# TO DO
Only an exact copy belongs in the answer: the line with "label the paved" and every line after it through the end of the records, pictures left out.

[Image-grounded pointing data]
╭──

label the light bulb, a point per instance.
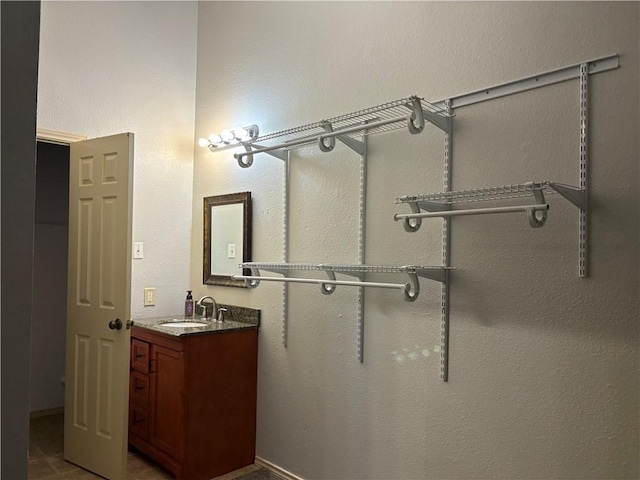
(241, 134)
(227, 136)
(215, 139)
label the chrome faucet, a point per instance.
(207, 309)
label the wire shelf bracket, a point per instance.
(412, 112)
(411, 290)
(439, 204)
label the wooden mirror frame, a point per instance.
(225, 280)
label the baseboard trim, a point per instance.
(281, 472)
(46, 413)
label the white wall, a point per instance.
(112, 67)
(543, 364)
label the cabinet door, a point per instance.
(166, 430)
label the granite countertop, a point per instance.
(236, 318)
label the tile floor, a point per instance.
(46, 442)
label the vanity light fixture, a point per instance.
(228, 138)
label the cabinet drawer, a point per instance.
(139, 356)
(139, 388)
(139, 421)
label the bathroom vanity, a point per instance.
(192, 397)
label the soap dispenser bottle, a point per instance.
(188, 305)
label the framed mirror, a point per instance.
(227, 238)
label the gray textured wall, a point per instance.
(543, 364)
(20, 35)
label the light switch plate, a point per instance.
(149, 296)
(138, 250)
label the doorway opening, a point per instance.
(49, 299)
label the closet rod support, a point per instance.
(411, 289)
(534, 220)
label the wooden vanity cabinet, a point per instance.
(192, 400)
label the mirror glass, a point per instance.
(227, 238)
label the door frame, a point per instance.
(59, 138)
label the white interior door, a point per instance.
(99, 294)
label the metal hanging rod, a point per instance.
(411, 112)
(411, 290)
(438, 204)
(531, 82)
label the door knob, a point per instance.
(115, 324)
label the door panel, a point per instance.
(99, 284)
(167, 419)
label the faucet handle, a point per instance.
(220, 315)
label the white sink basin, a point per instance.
(183, 324)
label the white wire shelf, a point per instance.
(411, 112)
(439, 204)
(411, 290)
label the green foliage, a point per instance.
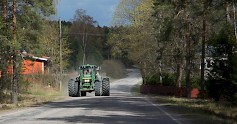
(85, 37)
(169, 79)
(222, 77)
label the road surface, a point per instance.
(119, 108)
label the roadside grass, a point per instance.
(213, 112)
(36, 95)
(135, 90)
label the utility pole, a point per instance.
(60, 50)
(14, 57)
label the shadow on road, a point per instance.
(109, 110)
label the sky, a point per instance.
(100, 10)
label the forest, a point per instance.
(183, 43)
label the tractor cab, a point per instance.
(89, 80)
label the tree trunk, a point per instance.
(15, 62)
(4, 3)
(234, 21)
(179, 74)
(203, 49)
(187, 47)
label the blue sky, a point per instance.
(100, 10)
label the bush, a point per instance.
(153, 79)
(169, 79)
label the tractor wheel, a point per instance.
(98, 88)
(73, 88)
(83, 93)
(105, 87)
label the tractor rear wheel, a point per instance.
(105, 87)
(83, 93)
(98, 88)
(73, 90)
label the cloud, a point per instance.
(100, 10)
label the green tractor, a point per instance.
(88, 80)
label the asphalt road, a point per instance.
(119, 108)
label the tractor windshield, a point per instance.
(87, 71)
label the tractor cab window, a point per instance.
(87, 71)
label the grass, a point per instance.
(197, 111)
(36, 95)
(200, 111)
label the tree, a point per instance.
(86, 40)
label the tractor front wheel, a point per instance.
(105, 87)
(73, 90)
(98, 88)
(83, 93)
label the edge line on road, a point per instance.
(166, 113)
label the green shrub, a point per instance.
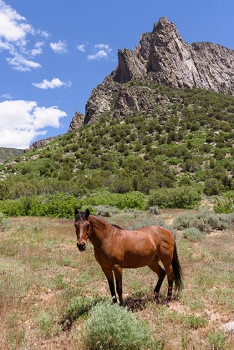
(223, 205)
(193, 234)
(4, 223)
(183, 197)
(196, 321)
(111, 327)
(216, 340)
(205, 221)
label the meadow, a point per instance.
(48, 289)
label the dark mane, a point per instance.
(115, 225)
(80, 216)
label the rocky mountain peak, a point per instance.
(161, 56)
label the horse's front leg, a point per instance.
(110, 278)
(118, 278)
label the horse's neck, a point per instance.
(100, 230)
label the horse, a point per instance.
(116, 248)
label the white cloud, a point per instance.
(101, 51)
(59, 47)
(54, 83)
(6, 96)
(21, 121)
(37, 50)
(81, 48)
(15, 33)
(20, 63)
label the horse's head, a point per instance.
(82, 226)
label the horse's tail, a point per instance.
(177, 270)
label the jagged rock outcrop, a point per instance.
(41, 143)
(161, 56)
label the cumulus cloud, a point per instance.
(21, 121)
(59, 47)
(15, 33)
(101, 51)
(54, 83)
(8, 96)
(81, 48)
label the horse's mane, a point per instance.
(81, 216)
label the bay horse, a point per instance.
(116, 248)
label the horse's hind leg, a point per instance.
(170, 279)
(154, 266)
(118, 278)
(110, 278)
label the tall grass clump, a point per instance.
(4, 223)
(112, 327)
(205, 221)
(193, 234)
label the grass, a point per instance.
(49, 290)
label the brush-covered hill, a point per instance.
(9, 153)
(172, 157)
(158, 131)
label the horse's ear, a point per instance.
(87, 213)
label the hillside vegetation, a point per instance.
(171, 158)
(9, 153)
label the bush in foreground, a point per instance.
(112, 327)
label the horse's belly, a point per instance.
(139, 260)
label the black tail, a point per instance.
(177, 270)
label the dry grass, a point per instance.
(41, 272)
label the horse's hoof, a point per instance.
(166, 302)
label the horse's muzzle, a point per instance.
(81, 246)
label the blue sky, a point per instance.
(54, 52)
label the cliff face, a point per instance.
(161, 56)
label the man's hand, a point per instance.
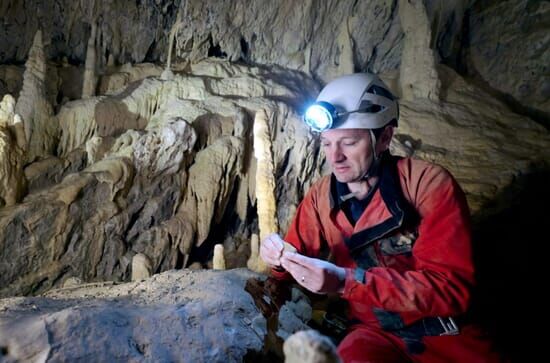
(315, 275)
(271, 249)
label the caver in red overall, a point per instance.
(408, 264)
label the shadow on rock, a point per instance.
(511, 252)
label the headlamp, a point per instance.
(320, 116)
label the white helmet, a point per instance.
(355, 101)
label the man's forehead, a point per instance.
(343, 133)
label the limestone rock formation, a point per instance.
(12, 147)
(322, 38)
(33, 106)
(418, 72)
(508, 49)
(90, 77)
(265, 180)
(177, 316)
(218, 261)
(309, 346)
(478, 138)
(141, 267)
(158, 170)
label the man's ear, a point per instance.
(384, 140)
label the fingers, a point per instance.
(300, 259)
(271, 249)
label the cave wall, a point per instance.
(161, 166)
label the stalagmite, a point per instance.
(33, 107)
(141, 267)
(265, 180)
(90, 77)
(418, 73)
(218, 262)
(252, 262)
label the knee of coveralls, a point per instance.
(370, 344)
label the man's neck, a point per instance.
(361, 188)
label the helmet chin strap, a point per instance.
(375, 163)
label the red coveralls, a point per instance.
(408, 261)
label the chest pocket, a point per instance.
(398, 244)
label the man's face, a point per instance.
(348, 152)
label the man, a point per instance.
(391, 235)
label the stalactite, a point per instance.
(33, 107)
(90, 77)
(265, 179)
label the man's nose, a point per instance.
(335, 154)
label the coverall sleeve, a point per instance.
(305, 226)
(442, 275)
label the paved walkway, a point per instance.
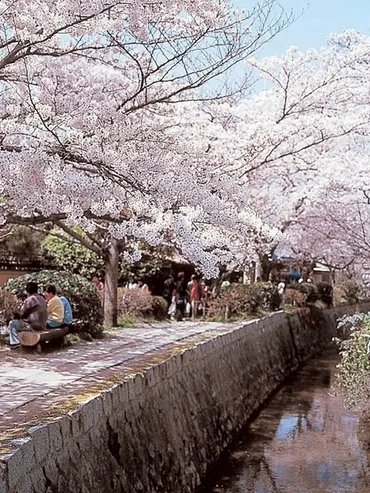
(31, 384)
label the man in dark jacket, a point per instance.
(33, 315)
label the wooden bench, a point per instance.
(35, 338)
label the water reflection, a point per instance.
(304, 441)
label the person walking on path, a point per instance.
(180, 296)
(68, 315)
(55, 308)
(194, 295)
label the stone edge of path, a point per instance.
(67, 398)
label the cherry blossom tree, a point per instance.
(295, 142)
(90, 132)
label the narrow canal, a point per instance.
(303, 441)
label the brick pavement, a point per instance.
(30, 384)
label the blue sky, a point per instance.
(321, 17)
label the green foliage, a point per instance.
(244, 299)
(126, 321)
(159, 308)
(23, 241)
(350, 290)
(325, 293)
(85, 301)
(9, 304)
(308, 289)
(136, 302)
(294, 297)
(70, 255)
(271, 299)
(354, 370)
(140, 303)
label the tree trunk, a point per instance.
(111, 284)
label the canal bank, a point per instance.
(158, 426)
(303, 441)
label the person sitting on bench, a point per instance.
(33, 315)
(55, 308)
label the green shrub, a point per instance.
(85, 301)
(136, 302)
(353, 378)
(271, 299)
(159, 308)
(294, 297)
(350, 289)
(242, 299)
(325, 293)
(140, 303)
(308, 289)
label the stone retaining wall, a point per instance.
(159, 430)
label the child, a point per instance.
(13, 327)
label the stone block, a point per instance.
(28, 452)
(75, 418)
(15, 467)
(87, 416)
(3, 478)
(26, 487)
(107, 402)
(65, 424)
(38, 480)
(51, 472)
(55, 436)
(41, 443)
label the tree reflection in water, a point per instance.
(303, 441)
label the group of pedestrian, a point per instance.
(133, 284)
(49, 310)
(186, 299)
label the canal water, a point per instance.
(303, 441)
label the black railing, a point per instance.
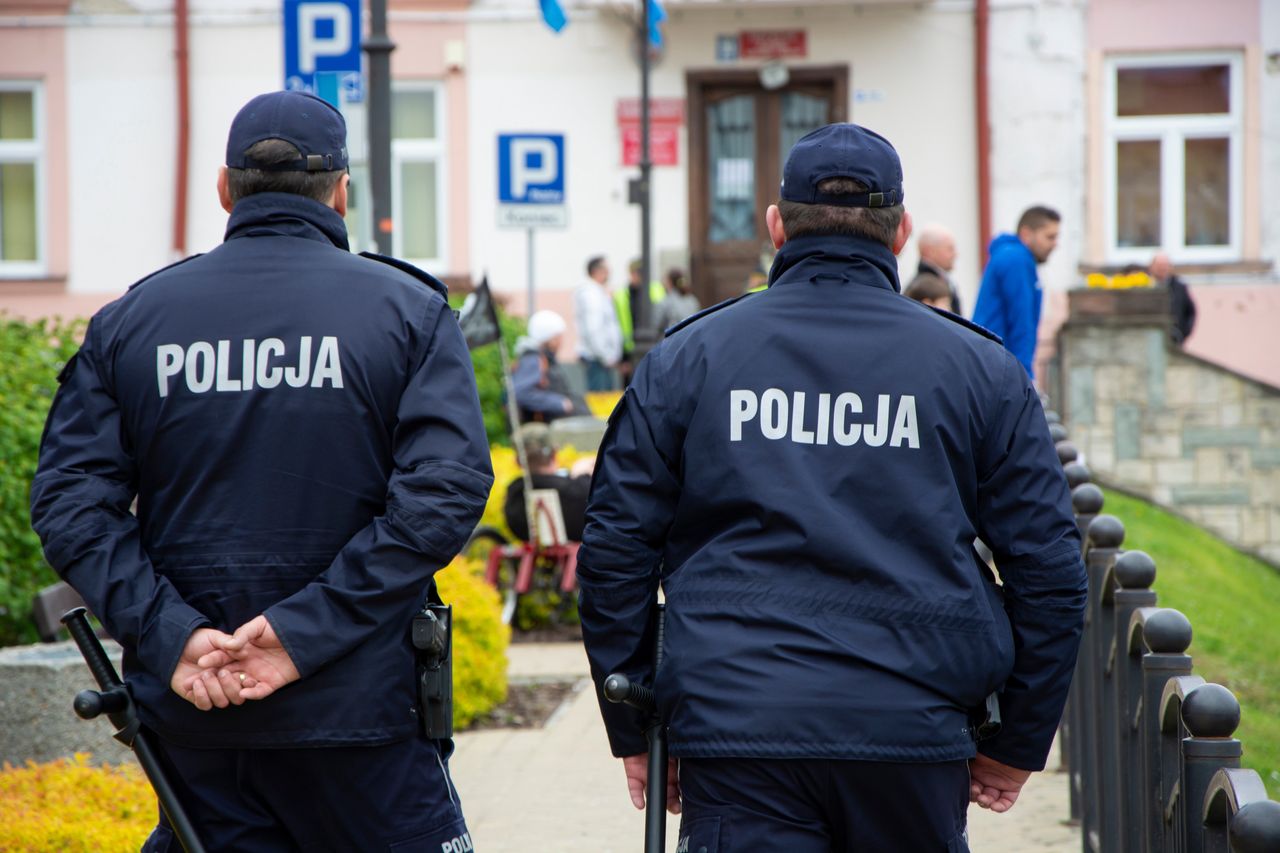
(1150, 748)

╰──

# TASK SOLUTION
label the paved walkway, a point per instance.
(31, 384)
label the man in dark jacket, a point per instance.
(33, 315)
label the wooden bench, a point per instance.
(35, 338)
label the water reflection, a point per instance.
(304, 441)
label the person walking on path, a point per instance.
(180, 296)
(68, 315)
(55, 308)
(194, 295)
label the stone edge of path, a point per instance.
(67, 398)
label the cherry blossom tree, a point per instance.
(295, 142)
(90, 132)
label the narrow canal, a point per instance.
(303, 441)
label the brick pavement, a point per instance.
(30, 384)
label the blue sky, a point per instance.
(321, 17)
label the green foliage, a point per instance.
(244, 299)
(126, 321)
(159, 308)
(23, 241)
(350, 290)
(325, 293)
(85, 301)
(9, 304)
(308, 289)
(136, 302)
(294, 297)
(70, 255)
(271, 299)
(354, 370)
(140, 303)
label the tree trunk, a point per instance.
(111, 284)
label the canal bank, a point per instance.
(158, 426)
(303, 441)
label the person sitting on bench, a point per instance.
(33, 315)
(55, 308)
label the green shrub, a point per instance.
(85, 301)
(136, 302)
(353, 378)
(271, 299)
(159, 308)
(294, 297)
(350, 289)
(242, 299)
(325, 293)
(140, 303)
(308, 289)
label the stone retaining wall, a point per instance.
(159, 430)
label the child, a point per instance.
(13, 327)
label the stone block, a point per instance.
(28, 452)
(75, 418)
(15, 467)
(87, 416)
(3, 478)
(26, 487)
(107, 402)
(65, 424)
(38, 480)
(51, 472)
(55, 436)
(41, 443)
label the tree reflection in water, a point per instance.
(303, 441)
label the group of pedestrian, a point per instance.
(133, 284)
(49, 310)
(186, 299)
label the canal water, a point per instance.
(303, 441)
label the black railing, a point per instance.
(1150, 748)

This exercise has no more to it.